### SELECTED PASSAGE

Monday, June 21, 2010

10 tips For your Online Privacy Protection

As you read e-mail, check your stock portfolio, post a status update on Facebook and consult weather sites to keep an eye on that storm headed your way, you leave invisible tracks on the Internet. How can you protect your personal information from being misused? The simple answer: Be smart! 

Here’s 10 tips to help you protecting your privacy online:

1.    Learn how to read online privacy policies. 

Almost every Web site -- from Amazon to YouTube -- silently records what you are doing.

Web sites can collect information without your knowledge, such as what kind of hardware and software you are using or the address your ISP has assigned to you.
Some Web sites plant a "cookie" on your computer to identify your machine and keep track of your activity.

That said, those same Web sites have privacy policies that describe the kind of information that is collected, stored and used, as well as with whom it is shared. 

But just because a site has a privacy policy doesn't mean it's protecting your privacy. Often buried in the fine print are broad statements about how your information could be disclosed to third parties. 

2. Opt out and use any other privacy options offered. 

Pay attention to the privacy options Web sites offer, including the ability to opt out of the lists that share your information.

While some companies make it easy by asking your permission to opt in before sharing any information they collect, too many do just the opposite and then make it difficult to opt out. 

3. Get a separate account for your personal e-mail. 

Keep your work and personal e-mail separate.


Your boss has the legal right to read your work e-mail correspondence, as well as any personal information you may have stored on your personal work computer.

4. Teach your children not to give out personal information online without your permission.

While federal law prohibits companies from collecting personal information from children under 13, there are some Web sites that violate or skirt the law.

Take the time to impress upon your children how important it is they ask your permission before they give out their name, address or other information about themselves or their family.

### DATA EXCERPTS
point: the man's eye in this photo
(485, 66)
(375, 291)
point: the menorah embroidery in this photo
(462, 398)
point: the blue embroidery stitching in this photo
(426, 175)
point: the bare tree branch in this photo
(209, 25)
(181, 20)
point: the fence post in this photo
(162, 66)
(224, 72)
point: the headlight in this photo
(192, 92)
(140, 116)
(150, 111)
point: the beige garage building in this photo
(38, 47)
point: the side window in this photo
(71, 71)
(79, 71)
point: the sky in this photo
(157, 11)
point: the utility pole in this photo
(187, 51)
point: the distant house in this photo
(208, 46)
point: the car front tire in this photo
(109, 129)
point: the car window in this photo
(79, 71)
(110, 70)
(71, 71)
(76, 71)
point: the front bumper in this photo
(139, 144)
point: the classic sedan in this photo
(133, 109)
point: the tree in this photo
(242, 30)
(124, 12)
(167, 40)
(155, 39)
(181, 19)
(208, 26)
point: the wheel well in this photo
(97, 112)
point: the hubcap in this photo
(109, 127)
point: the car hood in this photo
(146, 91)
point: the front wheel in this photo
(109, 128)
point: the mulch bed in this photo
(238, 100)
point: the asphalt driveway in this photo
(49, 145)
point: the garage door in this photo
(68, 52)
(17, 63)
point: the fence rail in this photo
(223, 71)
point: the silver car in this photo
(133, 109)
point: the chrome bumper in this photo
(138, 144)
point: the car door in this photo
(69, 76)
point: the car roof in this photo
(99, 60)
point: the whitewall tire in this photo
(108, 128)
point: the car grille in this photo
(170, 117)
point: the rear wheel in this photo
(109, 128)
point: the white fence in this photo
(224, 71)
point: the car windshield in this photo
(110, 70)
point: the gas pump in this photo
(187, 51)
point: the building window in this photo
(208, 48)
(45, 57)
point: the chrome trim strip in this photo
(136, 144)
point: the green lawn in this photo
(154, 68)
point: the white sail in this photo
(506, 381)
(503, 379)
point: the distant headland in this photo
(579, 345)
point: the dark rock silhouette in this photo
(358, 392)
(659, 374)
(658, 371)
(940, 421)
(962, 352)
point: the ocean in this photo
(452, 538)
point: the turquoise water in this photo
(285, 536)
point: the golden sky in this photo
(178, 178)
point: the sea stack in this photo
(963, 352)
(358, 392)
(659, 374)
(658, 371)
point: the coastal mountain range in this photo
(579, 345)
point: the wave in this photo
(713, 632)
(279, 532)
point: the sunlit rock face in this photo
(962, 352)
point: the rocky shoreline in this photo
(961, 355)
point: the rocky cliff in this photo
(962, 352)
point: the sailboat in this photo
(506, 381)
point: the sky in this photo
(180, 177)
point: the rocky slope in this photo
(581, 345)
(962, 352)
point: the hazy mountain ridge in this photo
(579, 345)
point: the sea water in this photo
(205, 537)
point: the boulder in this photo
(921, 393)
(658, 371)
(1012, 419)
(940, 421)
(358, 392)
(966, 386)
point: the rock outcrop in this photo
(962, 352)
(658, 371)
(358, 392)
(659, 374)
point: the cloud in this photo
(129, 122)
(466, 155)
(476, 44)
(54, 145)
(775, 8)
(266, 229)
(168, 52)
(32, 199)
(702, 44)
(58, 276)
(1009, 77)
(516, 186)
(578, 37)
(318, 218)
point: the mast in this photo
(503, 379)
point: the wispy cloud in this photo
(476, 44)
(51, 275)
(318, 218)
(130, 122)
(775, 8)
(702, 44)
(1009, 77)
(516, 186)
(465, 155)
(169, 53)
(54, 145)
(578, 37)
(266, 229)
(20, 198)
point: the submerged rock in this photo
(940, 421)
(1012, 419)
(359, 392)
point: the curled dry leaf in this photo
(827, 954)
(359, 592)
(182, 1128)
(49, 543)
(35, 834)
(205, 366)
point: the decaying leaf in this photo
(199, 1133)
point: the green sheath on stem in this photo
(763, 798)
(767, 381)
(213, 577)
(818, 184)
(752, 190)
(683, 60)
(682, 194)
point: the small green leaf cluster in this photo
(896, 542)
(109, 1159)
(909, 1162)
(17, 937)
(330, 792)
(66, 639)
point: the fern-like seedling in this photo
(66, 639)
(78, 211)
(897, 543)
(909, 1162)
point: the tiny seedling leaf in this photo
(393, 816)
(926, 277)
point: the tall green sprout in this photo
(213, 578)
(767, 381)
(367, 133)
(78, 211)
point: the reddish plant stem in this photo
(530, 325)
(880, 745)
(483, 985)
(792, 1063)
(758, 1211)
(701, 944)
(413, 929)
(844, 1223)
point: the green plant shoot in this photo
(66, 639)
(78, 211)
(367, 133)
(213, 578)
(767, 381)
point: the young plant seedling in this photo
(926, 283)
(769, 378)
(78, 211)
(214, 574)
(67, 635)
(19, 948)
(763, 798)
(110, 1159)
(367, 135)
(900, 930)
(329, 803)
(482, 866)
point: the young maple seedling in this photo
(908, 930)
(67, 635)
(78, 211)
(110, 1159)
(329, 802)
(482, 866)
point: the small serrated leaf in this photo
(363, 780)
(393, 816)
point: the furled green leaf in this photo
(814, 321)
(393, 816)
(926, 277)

### SHORT PROBLEM 1
List the numbered tip headings that appear in the online privacy post.
### SHORT PROBLEM 2
Write the next part of the online privacy post, picking up after its last sentence.
The listing is separate material and has nothing to do with the online privacy post.

### TASK OUTPUT 1
1. Learn how to read online privacy policies.
2. Opt out and use any other privacy options offered.
3. Get a separate account for your personal e-mail.
4. Teach your children not to give out personal information online without your permission.

### TASK OUTPUT 2
Make sure your teenagers who use Facebook and MySpace have privacy settings that allow only their real friends to see their information. 

5. Be careful when using social networking sites and picture/video sharing sites.

If you use a picture or video-sharing site to share photos with friends and relatives, pay attention to the privacy settings to be sure you are not sharing photos with strangers, especially photos of your children. 

6. Learn about and then use the privacy features in your browser. 

Whether you use Internet Explorer, Safari, Camino, Firefox or Chrome, there are a variety of tools and plug-ins available to help protect your privacy and the security of the information you use on the Internet.

Take the time to learn about these features so you can better control the planting of "cookies" on your computer, as well as identify insecure or fraudulent sites before you visit them.

If you use a computer in a library or other public place, clear your browser history and memory cache when you are finished.

Depending on the specific browser, you can delete cached images from the "Preferences" menu or the "Tools" menu. 

7. Make sure that online transactions are secure.

Most e-commerce sites have a secure way to receive your credit card information.
In most cases, the address for a secure Web site will start with "https." The "s" indicates it is secure.

In addition, most browsers display a small picture of a lock to indicate the site is secure.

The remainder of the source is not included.